People who apply for disability benefits are approved or denied based on their ability to work. Claimants will not be awarded SSD or SSI unless they can prove that their impairment is severe enough to preclude them from performing their current job or any other type of work for which they may be suited.
Disability examiners at the state Disability Determination Services (DDS) agency are in charge of making all decisions on initial applications and reconsideration appeals for Social Security. When a claimant applies for disability, the examiner reviews the medical and work history to determine if the claimant could be expected to earn a living despite his or her impairment.
In reviewing medical records for social security disability and SSI disability claims, disability examiners try to determine what activities a claimant can and cannot perform, known as his residual functional capacity (RFC). Detailed physician notes, preferably from a doctor with a lot of experience treating the impairment in question, can help a lot when it comes to a disability RFC rating. Ideally a claimant’s medical records will include not only a diagnosis and prognosis (how the condition is expected to progress over time), but also specifics as to how the medical condition affects the claimant’s ability to perform routine tasks, such as bending, lifting, memory, concentration, etc.
Disability examiners take into consideration a claimant’s functional limitations before assigning a rating of heavy, medium, light, or sedentary exertional work. In most cases, disability examiners must take their decision to the doctor assigned to their unit for approval before it becomes final, although in some cases Social Security does allow disability examiners to act as single decision makers (SDMs).
Typically, those approved for heavy or medium exertional work have a harder time winning SSD/SSI than those who are approved for light exertional work (with the exception of those filing on the basis of a mental impairment). The medium RFC rating requires that one be capable of lifting 25 pounds frequently, and 50 pounds occasionally.

*TASK REQUIREMENTS*.
[A] Copy the part of the passage on disability benefit decisions that opens with the words containing "Typically, those approved" and closes with "50 pounds occasionally.".
[B] Please give what follows the final sentence of the passage on disability benefit decisions, carrying it on from where it stops.

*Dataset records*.
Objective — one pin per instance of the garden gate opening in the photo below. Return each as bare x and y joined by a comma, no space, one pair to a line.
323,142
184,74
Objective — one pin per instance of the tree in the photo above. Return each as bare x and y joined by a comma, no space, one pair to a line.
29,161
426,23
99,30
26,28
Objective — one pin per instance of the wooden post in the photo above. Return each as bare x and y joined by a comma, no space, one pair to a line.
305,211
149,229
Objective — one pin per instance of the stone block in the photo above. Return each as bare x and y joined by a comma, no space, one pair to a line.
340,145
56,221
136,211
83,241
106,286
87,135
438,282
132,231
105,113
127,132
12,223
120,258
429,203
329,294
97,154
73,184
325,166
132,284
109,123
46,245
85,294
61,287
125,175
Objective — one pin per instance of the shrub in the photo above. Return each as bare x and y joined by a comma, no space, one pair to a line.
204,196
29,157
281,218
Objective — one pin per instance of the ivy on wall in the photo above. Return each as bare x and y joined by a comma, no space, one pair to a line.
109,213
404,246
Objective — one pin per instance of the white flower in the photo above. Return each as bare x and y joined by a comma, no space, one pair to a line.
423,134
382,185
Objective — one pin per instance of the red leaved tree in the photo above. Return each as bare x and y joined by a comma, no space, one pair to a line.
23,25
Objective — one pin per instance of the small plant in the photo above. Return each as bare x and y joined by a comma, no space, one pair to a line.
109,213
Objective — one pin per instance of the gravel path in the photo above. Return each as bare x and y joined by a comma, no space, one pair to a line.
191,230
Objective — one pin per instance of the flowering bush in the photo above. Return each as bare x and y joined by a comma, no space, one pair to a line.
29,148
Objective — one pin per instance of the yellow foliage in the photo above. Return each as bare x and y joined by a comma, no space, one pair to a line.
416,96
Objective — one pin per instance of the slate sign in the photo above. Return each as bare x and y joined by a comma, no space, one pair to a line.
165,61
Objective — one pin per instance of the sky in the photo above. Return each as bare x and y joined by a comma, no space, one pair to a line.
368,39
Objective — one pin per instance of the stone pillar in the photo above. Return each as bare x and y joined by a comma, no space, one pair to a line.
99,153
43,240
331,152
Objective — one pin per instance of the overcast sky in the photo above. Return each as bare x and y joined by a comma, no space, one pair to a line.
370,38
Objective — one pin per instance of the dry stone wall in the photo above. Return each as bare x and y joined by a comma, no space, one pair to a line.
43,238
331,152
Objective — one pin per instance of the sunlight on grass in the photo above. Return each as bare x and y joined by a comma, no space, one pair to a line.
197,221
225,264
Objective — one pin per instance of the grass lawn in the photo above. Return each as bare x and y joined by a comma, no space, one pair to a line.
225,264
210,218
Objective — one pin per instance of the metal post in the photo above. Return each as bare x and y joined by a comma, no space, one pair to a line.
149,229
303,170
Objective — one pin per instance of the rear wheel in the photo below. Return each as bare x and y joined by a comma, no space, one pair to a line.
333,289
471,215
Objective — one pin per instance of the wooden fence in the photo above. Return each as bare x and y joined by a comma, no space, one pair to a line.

*ANSWER LIST*.
[A]
Typically, those approved for heavy or medium exertional work have a harder time winning SSD/SSI than those who are approved for light exertional work (with the exception of those filing on the basis of a mental impairment). The medium RFC rating requires that one be capable of lifting 25 pounds frequently, and 50 pounds occasionally.

[B]
Unfortunately, there are a lot of people approved for medium work by disability examiners who should have been given a rating for light exertional work, and this may be part of the reason so many DDS denials are later overturned by federal administrative law judges.
This is because, although many will deny it, the disability determination process is not entirely objective, and the personal experiences and beliefs of the examiners do come into play — they’re only human. Consider this: The average disability examiner is under 30, and therefore probably has little or no experience with chronic pain or illness, so it is difficult for the average examiner to truly empathize with most applicants. Also, being relatively young, the examiner may not realize exactly how much stress 50 pounds can place on an older adult, particularly one with a condition like degenerative disc disease, fibromyalgia, arthritis, or spinal stenosis.
Even some physicians lose the ability to empathize with their patients over time. It’s basic psychology — the more you hear complaints of pain and suffering, the more you become desensitized to them. So it’s very important that those filing for SSD/SSI tell their physician that they are seeking disability, and to ask that the doctor include detailed information regarding any functional limitations in his notes.